%%

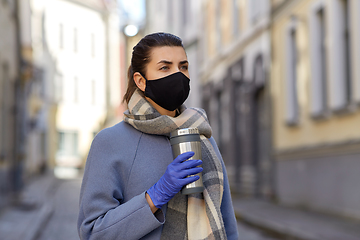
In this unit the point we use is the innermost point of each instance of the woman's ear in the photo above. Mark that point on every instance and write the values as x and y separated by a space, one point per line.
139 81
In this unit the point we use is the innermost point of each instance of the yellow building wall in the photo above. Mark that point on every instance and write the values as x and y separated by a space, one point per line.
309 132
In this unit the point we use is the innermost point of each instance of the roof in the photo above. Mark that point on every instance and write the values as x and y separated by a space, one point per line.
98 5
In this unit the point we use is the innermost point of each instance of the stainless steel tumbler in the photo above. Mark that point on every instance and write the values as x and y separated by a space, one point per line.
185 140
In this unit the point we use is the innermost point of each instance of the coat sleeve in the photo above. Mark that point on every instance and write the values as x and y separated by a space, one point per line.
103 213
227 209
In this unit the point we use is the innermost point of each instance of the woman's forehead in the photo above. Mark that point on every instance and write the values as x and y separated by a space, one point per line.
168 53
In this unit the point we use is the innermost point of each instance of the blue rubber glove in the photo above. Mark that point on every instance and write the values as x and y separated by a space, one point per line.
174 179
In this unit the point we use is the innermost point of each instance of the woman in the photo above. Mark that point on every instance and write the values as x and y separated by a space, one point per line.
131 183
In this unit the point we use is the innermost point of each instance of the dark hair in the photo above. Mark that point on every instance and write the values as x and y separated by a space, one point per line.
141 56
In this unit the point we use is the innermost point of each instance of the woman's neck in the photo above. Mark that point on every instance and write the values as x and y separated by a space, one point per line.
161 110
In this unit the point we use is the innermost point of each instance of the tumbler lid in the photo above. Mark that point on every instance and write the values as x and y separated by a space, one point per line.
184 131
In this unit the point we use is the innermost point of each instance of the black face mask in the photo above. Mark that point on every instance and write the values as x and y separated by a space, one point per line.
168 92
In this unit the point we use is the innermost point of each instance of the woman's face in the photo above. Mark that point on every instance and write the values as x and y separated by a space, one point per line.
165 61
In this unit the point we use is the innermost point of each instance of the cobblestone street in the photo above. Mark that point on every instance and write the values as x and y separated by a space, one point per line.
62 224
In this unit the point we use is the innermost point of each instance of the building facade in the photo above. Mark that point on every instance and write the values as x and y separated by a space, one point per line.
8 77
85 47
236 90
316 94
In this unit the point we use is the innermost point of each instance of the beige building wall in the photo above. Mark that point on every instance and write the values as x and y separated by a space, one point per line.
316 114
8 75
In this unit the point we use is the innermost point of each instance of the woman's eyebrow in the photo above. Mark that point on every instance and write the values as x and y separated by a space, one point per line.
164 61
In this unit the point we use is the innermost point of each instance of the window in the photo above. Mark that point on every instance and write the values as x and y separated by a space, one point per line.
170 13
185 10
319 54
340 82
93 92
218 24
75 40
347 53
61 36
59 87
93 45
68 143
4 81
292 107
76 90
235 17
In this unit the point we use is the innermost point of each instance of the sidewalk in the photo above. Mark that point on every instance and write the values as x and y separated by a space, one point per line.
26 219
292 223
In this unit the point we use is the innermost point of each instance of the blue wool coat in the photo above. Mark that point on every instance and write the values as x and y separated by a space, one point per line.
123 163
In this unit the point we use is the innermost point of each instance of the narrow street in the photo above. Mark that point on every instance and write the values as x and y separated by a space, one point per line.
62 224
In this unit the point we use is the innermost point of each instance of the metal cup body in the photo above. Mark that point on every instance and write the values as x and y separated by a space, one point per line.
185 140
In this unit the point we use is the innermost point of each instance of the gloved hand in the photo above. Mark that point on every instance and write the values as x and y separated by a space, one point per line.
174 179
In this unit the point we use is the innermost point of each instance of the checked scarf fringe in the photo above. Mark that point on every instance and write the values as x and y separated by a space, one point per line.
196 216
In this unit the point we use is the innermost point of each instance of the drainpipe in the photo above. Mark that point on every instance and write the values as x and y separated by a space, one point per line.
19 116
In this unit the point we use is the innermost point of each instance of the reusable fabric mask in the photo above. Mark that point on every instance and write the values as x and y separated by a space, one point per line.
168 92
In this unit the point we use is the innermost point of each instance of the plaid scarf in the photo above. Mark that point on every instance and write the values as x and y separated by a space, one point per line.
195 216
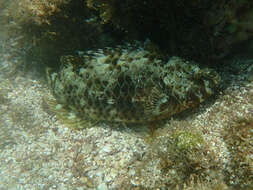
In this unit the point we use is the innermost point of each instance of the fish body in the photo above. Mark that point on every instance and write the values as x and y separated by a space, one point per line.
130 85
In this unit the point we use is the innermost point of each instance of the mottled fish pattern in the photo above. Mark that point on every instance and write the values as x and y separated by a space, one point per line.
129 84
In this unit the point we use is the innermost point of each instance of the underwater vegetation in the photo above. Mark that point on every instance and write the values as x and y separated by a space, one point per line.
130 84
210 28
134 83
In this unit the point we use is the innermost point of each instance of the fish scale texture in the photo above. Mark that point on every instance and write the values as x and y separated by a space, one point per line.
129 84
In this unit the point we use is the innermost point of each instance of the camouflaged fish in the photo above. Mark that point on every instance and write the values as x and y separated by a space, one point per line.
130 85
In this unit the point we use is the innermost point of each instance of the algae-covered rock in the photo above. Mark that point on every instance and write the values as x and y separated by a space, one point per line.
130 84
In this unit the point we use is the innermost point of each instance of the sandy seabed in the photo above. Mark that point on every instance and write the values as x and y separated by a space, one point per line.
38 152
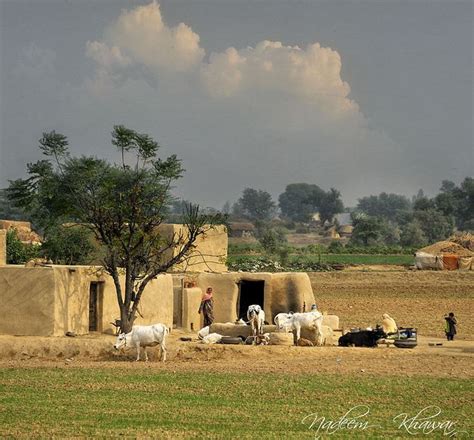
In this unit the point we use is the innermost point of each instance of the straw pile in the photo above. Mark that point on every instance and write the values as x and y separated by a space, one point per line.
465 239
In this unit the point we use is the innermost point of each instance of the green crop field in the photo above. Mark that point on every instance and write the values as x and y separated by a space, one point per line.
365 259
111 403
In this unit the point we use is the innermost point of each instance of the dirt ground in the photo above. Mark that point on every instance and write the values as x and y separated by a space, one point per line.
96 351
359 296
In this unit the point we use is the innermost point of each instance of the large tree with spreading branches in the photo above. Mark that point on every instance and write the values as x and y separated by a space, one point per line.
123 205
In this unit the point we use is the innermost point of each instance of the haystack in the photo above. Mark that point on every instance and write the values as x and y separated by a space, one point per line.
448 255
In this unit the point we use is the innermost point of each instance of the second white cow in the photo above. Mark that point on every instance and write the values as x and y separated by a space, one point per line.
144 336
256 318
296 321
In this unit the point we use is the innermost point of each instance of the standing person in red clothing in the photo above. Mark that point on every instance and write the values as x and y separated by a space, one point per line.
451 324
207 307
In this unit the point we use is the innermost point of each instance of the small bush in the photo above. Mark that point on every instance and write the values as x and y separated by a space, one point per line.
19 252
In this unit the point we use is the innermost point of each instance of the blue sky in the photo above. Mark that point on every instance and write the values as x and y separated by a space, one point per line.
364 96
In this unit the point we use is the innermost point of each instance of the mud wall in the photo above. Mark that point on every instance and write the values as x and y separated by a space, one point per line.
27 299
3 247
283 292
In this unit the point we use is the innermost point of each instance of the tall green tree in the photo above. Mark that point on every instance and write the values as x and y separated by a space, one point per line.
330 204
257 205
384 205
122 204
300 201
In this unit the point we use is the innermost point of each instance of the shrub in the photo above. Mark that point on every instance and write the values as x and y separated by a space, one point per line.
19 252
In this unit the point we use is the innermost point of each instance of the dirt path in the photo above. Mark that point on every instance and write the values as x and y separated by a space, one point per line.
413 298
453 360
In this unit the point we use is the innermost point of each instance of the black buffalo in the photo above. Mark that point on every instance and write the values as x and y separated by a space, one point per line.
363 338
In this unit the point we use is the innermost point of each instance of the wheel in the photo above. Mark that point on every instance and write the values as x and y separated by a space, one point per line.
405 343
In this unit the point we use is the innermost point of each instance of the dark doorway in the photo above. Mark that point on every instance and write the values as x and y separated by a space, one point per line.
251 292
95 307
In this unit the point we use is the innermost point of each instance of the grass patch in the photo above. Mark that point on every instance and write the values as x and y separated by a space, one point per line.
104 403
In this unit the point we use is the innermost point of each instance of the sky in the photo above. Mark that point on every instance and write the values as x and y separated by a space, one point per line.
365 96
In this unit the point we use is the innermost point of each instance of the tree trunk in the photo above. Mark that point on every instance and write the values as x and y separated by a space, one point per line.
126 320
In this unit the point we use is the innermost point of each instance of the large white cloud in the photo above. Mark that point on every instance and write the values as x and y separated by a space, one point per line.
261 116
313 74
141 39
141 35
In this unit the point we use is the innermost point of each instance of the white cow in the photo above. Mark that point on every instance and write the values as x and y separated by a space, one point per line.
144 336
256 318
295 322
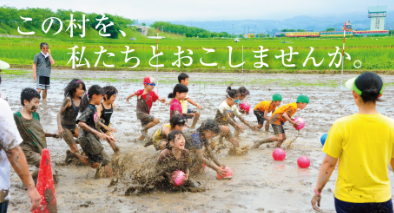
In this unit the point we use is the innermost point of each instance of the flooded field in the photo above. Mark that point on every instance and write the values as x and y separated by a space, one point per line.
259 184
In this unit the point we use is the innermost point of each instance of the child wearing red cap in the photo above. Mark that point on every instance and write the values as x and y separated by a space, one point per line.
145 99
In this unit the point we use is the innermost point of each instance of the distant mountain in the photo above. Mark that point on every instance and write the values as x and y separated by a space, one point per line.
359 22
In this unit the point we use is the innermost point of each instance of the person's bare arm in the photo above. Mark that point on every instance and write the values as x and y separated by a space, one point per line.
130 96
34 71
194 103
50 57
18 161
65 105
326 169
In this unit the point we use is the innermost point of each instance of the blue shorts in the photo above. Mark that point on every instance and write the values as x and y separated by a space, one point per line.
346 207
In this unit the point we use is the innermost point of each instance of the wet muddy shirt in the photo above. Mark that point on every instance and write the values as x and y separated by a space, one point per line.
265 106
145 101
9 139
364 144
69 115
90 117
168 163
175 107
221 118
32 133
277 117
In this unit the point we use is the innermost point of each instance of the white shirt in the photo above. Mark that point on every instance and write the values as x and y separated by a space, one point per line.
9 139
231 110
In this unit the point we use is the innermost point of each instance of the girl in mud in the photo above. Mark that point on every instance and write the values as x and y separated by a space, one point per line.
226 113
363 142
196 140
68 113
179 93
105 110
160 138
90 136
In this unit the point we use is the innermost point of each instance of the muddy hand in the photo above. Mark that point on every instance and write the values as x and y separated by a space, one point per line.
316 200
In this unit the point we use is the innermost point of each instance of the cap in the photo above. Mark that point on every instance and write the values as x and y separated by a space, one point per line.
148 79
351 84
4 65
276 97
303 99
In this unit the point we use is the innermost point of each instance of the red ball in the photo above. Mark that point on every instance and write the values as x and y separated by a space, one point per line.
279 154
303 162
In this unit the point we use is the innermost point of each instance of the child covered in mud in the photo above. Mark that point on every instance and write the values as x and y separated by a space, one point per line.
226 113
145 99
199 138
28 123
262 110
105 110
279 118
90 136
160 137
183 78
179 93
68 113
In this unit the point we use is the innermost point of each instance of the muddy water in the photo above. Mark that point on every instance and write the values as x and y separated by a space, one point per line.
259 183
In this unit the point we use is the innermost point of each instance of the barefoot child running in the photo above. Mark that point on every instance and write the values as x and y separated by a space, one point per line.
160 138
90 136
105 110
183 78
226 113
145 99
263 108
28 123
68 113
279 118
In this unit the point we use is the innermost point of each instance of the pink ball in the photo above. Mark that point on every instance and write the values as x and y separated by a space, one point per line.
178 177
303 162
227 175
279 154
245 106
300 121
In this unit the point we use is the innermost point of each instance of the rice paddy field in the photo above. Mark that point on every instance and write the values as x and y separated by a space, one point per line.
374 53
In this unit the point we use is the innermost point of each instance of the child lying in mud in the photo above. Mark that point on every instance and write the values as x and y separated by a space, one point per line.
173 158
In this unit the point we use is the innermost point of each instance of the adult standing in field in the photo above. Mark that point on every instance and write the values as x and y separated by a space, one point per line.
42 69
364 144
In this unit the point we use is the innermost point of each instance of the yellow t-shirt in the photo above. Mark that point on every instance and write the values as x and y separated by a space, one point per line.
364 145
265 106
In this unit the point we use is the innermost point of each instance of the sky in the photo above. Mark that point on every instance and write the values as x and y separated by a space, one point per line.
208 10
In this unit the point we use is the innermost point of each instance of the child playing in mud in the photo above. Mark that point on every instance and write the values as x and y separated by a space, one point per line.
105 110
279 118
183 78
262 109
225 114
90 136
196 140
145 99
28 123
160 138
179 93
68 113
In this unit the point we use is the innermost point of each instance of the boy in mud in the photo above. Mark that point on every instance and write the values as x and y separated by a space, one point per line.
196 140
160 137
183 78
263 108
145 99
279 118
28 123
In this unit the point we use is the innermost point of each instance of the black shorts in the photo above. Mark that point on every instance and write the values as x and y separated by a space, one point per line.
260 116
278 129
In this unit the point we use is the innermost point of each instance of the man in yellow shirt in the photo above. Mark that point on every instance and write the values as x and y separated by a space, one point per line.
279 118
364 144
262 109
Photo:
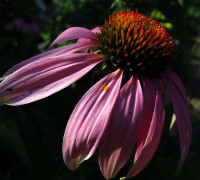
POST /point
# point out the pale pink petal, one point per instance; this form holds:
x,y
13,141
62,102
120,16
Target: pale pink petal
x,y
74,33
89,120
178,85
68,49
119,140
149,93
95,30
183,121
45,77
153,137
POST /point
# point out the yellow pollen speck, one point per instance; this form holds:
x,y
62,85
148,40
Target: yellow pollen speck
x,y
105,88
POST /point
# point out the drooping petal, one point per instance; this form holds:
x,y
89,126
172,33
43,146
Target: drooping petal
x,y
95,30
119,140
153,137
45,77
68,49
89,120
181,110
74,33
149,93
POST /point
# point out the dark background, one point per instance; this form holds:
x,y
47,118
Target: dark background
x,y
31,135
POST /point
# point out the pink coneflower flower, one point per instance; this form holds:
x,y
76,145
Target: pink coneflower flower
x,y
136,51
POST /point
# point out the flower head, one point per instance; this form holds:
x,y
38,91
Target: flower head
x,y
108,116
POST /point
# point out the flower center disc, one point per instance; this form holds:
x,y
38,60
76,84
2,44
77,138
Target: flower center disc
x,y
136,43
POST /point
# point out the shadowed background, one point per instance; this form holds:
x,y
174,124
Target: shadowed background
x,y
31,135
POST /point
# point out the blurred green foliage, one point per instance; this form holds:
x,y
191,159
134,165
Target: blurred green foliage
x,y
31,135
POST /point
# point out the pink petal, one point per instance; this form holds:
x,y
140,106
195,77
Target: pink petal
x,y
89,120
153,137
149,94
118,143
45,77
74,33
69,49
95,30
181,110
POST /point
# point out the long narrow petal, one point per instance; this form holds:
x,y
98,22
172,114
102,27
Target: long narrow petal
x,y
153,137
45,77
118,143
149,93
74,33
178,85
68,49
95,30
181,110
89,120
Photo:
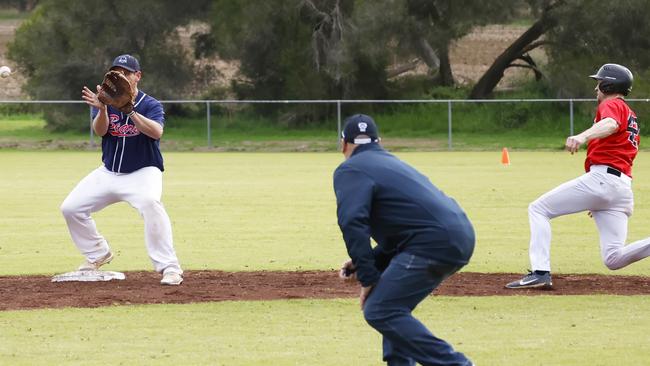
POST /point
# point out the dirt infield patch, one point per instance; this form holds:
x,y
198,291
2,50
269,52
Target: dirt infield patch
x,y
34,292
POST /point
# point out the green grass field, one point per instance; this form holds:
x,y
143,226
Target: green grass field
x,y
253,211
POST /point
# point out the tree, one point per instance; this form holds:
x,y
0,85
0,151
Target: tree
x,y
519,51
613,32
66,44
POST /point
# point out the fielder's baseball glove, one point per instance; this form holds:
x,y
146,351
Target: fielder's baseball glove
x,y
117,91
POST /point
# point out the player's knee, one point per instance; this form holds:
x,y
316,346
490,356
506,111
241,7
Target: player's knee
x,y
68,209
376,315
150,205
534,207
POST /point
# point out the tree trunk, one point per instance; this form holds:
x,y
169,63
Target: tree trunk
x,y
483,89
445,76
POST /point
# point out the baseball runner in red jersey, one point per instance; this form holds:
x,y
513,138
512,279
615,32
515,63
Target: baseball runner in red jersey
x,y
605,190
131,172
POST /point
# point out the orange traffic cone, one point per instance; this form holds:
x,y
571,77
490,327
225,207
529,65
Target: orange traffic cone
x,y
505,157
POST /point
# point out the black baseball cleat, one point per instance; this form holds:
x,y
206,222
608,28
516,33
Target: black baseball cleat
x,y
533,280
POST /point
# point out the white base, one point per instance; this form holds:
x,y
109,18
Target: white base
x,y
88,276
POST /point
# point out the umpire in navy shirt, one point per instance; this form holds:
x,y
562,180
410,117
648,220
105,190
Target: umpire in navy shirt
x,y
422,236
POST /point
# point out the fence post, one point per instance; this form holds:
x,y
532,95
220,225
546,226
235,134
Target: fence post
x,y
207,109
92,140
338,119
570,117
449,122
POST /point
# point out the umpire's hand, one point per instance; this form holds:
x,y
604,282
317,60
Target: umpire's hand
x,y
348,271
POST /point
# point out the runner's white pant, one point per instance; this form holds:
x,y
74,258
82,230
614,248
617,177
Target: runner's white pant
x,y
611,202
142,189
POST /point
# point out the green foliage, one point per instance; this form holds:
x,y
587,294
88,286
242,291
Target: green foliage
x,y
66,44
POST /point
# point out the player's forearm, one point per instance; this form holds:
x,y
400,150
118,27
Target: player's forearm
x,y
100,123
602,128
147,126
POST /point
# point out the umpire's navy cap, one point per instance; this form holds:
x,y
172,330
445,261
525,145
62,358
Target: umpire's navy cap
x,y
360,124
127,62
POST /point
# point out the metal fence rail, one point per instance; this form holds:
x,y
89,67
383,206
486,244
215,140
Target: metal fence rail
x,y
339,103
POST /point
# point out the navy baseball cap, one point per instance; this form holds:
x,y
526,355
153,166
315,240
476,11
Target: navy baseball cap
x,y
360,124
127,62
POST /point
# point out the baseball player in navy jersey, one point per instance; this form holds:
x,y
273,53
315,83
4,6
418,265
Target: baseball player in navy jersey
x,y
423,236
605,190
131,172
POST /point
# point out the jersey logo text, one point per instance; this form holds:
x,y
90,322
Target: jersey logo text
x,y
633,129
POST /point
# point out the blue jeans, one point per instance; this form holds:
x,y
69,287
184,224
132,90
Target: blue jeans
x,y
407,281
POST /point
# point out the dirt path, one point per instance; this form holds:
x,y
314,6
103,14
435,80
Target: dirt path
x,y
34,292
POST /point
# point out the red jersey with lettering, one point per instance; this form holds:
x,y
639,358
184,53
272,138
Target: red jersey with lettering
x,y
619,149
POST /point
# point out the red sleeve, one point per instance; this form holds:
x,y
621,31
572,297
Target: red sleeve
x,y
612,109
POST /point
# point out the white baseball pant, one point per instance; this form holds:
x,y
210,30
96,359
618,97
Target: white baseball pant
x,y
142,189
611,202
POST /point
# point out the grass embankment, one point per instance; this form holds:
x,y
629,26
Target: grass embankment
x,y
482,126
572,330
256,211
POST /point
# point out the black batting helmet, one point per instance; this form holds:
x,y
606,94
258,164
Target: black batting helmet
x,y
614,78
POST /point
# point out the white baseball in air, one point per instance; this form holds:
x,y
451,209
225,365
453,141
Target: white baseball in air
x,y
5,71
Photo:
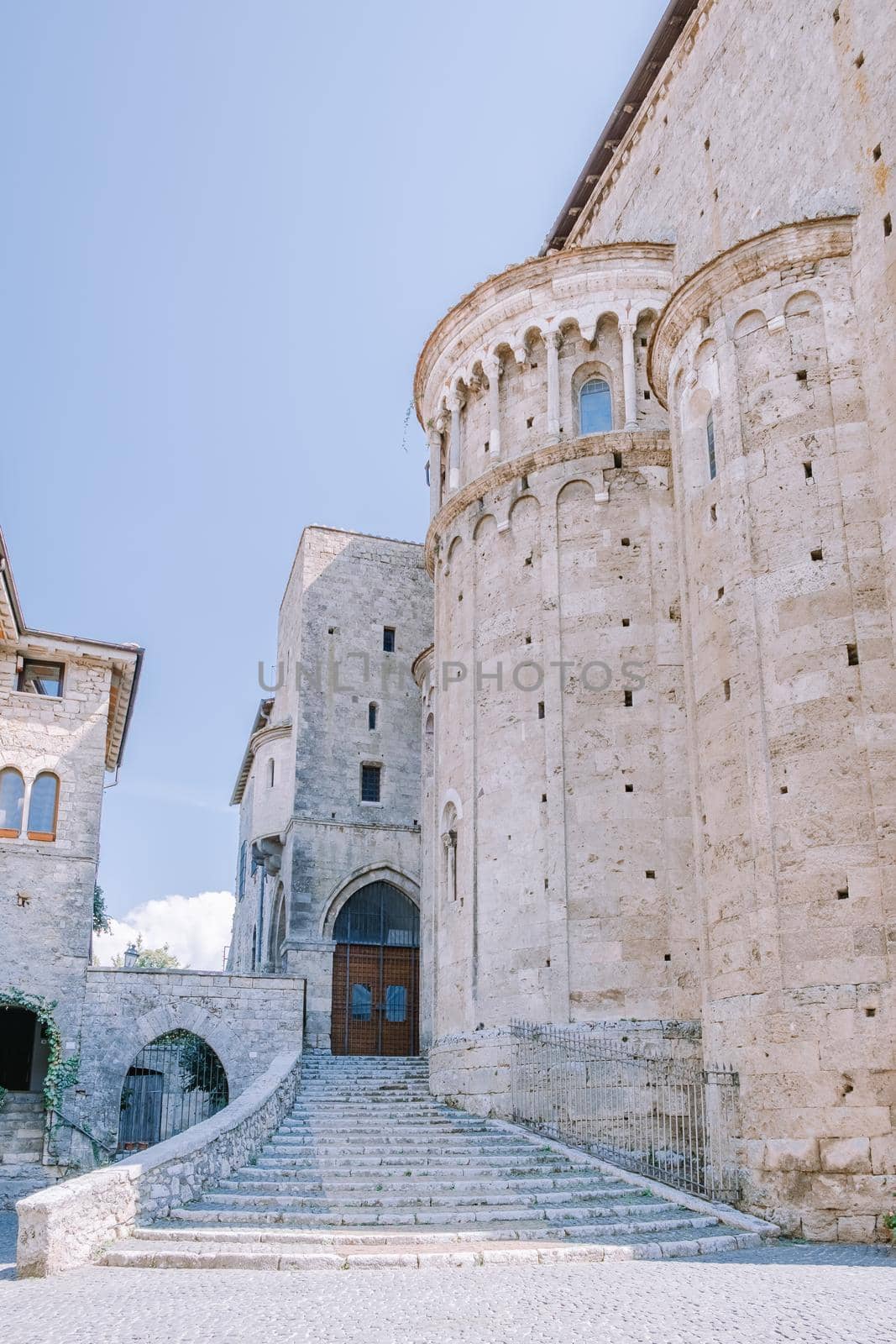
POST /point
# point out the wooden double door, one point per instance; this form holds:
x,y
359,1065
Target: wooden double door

%%

• Work item
In the records above, find each line that mentions the word "wooden", and copy it.

• Task answer
# point out the wooden double door, one point per instance; this form holds:
Target: wooden double door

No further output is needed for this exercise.